Goal:
Decide whether each statement below agrees with the review of The Tree of Life: (a) the film came out six years after The New World; (b) Malick had made five features before this one; (c) the film got a uniformly positive reception at Cannes. Answer yes or no for each and quote the words of the review that settle it.

The new Malick film – in production for several years, leaving Malick fans desperate for information for just as long – finally gets its release, six years after The New World. Allegedly working from a script that Malick first drew up a few decades ago it sounded very grand altogether, the most ambitious and explicitly existential of anything he's done so far. I think many waited in delight and confidence that Malick could pull off another cinematic masterpiece, maybe even his ultimate project. For a film maker who'd only made four features before this he had garnered a huge amount of critical and cult acclaim, not unwarranted. Days of Heaven is a cinematic masterstroke, a film so exquisite the plot is largely irrelevant. On the strength of his previous work I never feared that The Tree of Life could be a disaster. When it was subject to a hugely polarized reception at Cannes it was an indication that maybe not all was well; the films fans seemed to say nothing of import (either Malick sycophants or the waffly, pretentious bunch) and its detractors were fairly consistent in why they disliked it. That was a bad sign. The Tree of Life is a ridiculous splatter of simplistic and poorly executed drama. A painfully overreaching and shockingly unsatisfactory debacle.

Listed records:
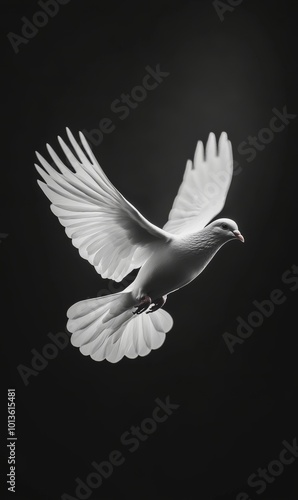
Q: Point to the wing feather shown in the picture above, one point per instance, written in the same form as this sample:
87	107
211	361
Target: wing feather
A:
204	188
107	230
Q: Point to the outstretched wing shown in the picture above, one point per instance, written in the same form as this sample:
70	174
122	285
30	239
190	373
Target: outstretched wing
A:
108	231
204	188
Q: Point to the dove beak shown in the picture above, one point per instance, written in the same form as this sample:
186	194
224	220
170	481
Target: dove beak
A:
238	235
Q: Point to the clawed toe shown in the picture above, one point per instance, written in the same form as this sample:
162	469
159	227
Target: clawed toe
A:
157	304
143	305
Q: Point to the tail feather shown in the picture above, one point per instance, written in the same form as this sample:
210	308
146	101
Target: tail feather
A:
105	328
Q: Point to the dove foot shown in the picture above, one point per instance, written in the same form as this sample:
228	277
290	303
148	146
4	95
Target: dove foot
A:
157	304
143	305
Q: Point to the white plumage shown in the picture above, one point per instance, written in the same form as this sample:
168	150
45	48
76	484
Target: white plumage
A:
115	238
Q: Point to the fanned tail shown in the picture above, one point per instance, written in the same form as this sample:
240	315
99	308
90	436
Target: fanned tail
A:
105	328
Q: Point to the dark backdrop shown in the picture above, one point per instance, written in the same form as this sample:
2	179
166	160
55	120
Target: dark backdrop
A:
227	71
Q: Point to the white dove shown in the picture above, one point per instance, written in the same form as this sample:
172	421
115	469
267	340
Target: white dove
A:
113	236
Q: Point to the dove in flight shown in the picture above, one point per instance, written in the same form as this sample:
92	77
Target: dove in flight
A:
115	238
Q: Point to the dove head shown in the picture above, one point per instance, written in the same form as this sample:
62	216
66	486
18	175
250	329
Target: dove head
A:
226	230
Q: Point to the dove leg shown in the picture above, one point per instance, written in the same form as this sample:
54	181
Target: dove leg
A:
142	305
157	304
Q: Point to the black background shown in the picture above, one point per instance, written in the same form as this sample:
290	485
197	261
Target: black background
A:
235	409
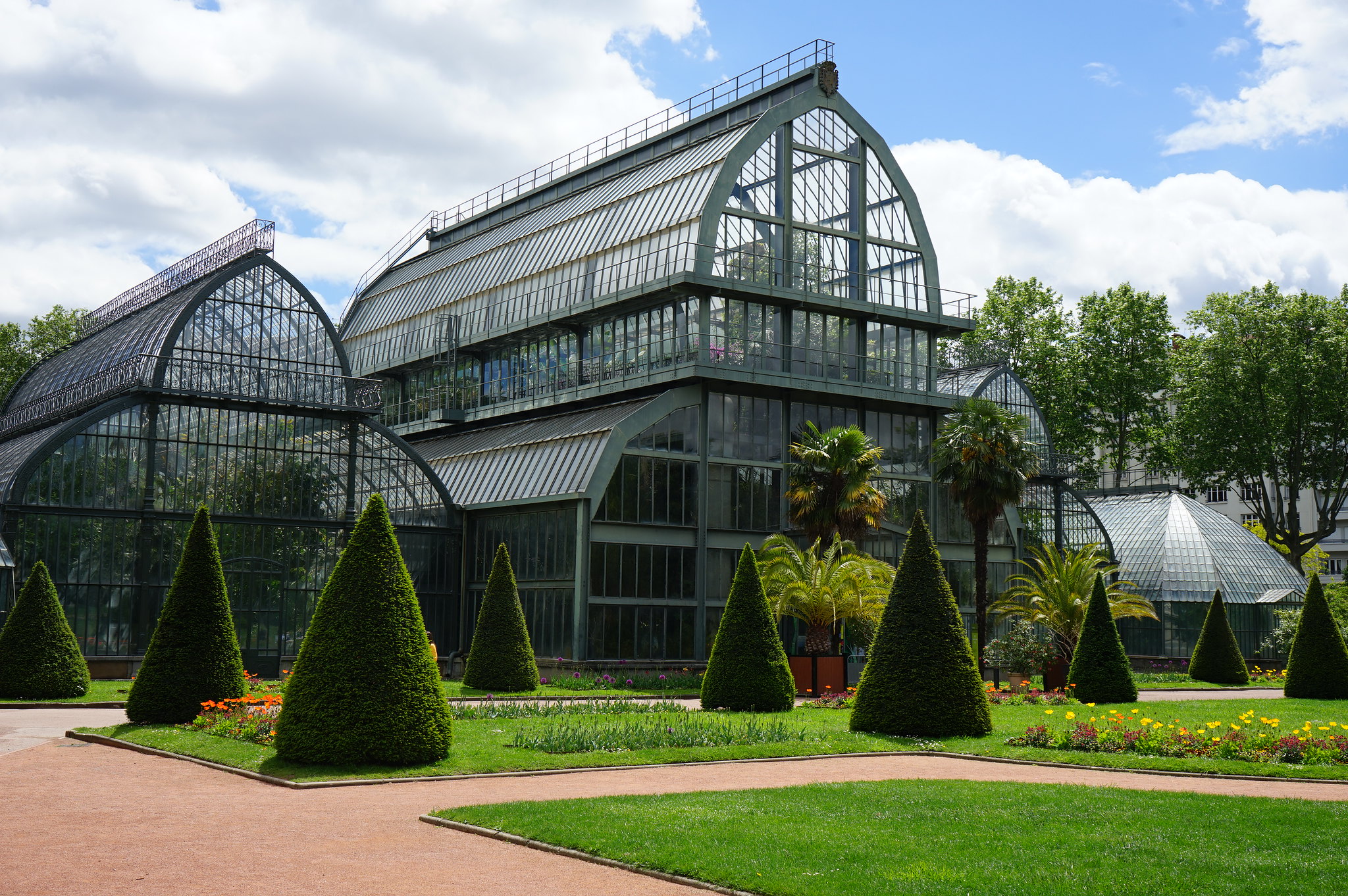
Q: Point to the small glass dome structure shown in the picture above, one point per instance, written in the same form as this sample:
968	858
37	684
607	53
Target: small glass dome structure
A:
1180	551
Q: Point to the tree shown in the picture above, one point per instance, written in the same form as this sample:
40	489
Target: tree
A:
366	687
1124	344
1056	588
193	654
500	657
1101	671
39	655
829	483
1282	360
1317	666
747	668
1216	657
920	677
983	453
823	591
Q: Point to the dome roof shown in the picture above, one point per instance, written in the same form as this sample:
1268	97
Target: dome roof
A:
1180	550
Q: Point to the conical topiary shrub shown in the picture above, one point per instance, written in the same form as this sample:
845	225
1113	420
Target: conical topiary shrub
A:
1101	671
1317	664
193	655
500	657
1216	657
747	668
364	687
920	676
39	655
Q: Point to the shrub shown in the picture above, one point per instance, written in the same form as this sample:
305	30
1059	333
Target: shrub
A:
500	658
39	655
1216	657
364	687
1317	666
1101	671
193	655
920	676
747	668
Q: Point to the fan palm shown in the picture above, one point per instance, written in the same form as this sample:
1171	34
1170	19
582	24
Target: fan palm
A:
1056	589
823	589
829	483
983	453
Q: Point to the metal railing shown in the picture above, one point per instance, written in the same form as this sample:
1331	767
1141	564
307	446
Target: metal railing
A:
255	236
740	266
710	100
212	378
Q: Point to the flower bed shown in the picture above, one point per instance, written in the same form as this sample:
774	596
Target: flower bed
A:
1313	743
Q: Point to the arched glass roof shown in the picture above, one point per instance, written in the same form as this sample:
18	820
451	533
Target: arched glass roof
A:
1177	549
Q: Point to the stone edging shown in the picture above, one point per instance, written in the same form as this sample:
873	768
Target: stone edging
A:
541	772
584	857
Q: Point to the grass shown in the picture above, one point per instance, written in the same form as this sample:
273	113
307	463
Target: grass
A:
913	837
483	745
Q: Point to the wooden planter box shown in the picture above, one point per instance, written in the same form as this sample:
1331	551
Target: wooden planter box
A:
832	674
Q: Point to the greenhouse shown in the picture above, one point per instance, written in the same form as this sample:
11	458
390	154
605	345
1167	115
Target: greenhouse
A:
219	382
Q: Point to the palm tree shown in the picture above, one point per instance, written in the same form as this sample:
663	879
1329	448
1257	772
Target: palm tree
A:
1056	589
829	483
983	453
823	591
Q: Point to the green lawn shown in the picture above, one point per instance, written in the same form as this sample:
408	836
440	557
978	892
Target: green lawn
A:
480	745
916	837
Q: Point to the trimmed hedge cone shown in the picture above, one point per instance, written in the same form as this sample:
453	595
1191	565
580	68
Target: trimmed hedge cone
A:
1216	657
364	689
193	655
920	678
39	655
500	657
1101	668
1317	664
747	668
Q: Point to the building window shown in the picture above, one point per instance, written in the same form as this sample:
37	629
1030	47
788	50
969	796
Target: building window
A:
657	572
744	497
652	489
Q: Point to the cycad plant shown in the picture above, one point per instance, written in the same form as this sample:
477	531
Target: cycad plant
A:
983	453
823	589
829	483
1054	591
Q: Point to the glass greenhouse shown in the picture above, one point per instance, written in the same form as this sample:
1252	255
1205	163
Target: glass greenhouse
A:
219	382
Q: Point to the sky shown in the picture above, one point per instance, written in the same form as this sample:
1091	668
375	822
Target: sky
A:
1184	146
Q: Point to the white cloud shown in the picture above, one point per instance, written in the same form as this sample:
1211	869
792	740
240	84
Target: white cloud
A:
1103	73
1301	87
136	132
1191	235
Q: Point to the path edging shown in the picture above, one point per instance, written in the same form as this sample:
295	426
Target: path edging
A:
585	857
541	772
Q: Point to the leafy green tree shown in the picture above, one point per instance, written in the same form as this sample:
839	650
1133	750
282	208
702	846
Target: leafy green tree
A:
983	453
500	658
39	655
823	589
366	687
920	677
1281	360
1101	671
747	668
1216	657
193	654
1054	591
829	483
1124	349
1317	666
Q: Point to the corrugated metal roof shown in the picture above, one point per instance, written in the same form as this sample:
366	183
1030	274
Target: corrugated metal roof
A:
529	460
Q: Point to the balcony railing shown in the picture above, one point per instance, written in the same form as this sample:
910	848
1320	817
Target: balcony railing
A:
219	376
738	266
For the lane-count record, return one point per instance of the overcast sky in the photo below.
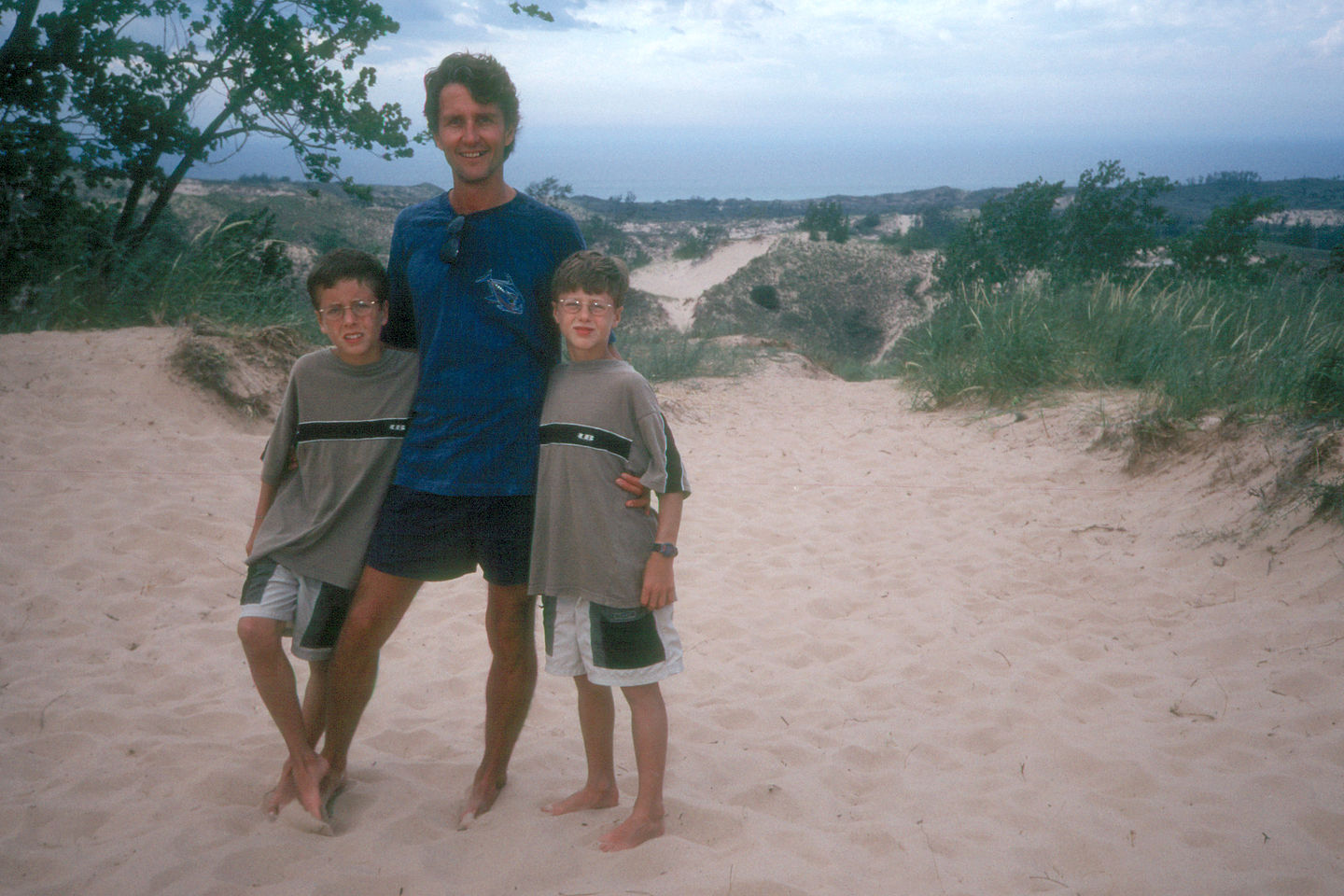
(833, 76)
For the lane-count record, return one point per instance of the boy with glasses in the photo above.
(324, 471)
(604, 569)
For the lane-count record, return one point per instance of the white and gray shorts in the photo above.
(613, 647)
(311, 609)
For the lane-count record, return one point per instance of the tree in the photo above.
(136, 93)
(825, 217)
(1109, 223)
(550, 191)
(1226, 241)
(1014, 234)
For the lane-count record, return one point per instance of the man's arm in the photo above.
(659, 581)
(263, 501)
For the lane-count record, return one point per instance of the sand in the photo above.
(928, 653)
(680, 282)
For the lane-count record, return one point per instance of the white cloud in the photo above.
(1331, 42)
(945, 66)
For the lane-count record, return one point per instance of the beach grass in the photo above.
(1193, 345)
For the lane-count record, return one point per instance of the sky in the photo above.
(796, 98)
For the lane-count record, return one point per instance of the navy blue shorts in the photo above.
(433, 538)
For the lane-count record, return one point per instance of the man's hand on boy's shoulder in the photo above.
(632, 483)
(659, 581)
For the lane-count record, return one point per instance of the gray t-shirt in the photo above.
(601, 419)
(343, 424)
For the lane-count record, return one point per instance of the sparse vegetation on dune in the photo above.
(840, 303)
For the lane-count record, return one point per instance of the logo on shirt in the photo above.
(501, 293)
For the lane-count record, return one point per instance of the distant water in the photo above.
(717, 165)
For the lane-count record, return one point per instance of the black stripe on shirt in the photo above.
(338, 430)
(586, 437)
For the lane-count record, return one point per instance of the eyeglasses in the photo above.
(360, 306)
(597, 308)
(454, 244)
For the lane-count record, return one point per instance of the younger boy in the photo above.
(324, 473)
(604, 568)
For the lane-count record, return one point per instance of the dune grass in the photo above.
(1194, 345)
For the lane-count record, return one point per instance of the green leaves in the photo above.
(144, 91)
(1101, 230)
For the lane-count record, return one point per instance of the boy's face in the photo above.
(353, 318)
(586, 321)
(472, 136)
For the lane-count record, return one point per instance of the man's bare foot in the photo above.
(308, 779)
(281, 794)
(631, 833)
(479, 801)
(590, 797)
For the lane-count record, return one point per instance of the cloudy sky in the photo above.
(961, 91)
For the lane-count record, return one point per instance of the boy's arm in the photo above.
(263, 501)
(659, 581)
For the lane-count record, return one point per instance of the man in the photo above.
(469, 290)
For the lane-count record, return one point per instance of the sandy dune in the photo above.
(680, 282)
(928, 653)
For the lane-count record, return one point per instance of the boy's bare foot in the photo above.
(281, 794)
(309, 783)
(588, 798)
(479, 801)
(631, 833)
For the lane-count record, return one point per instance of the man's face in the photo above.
(472, 136)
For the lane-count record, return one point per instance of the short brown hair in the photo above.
(348, 263)
(484, 78)
(593, 273)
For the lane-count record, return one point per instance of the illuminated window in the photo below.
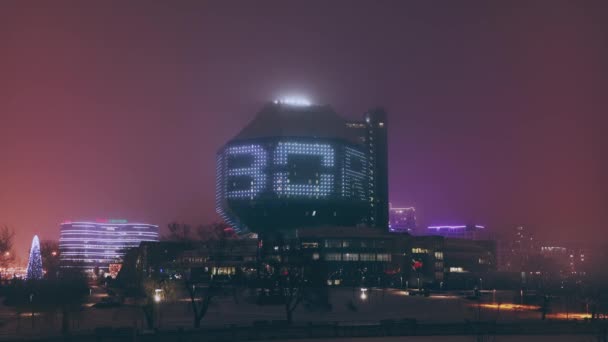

Result below:
(a) Yes: "finally gets its release, six years after The New World."
(b) No: "For a film maker who'd only made four features before this"
(c) No: "it was subject to a hugely polarized reception at Cannes"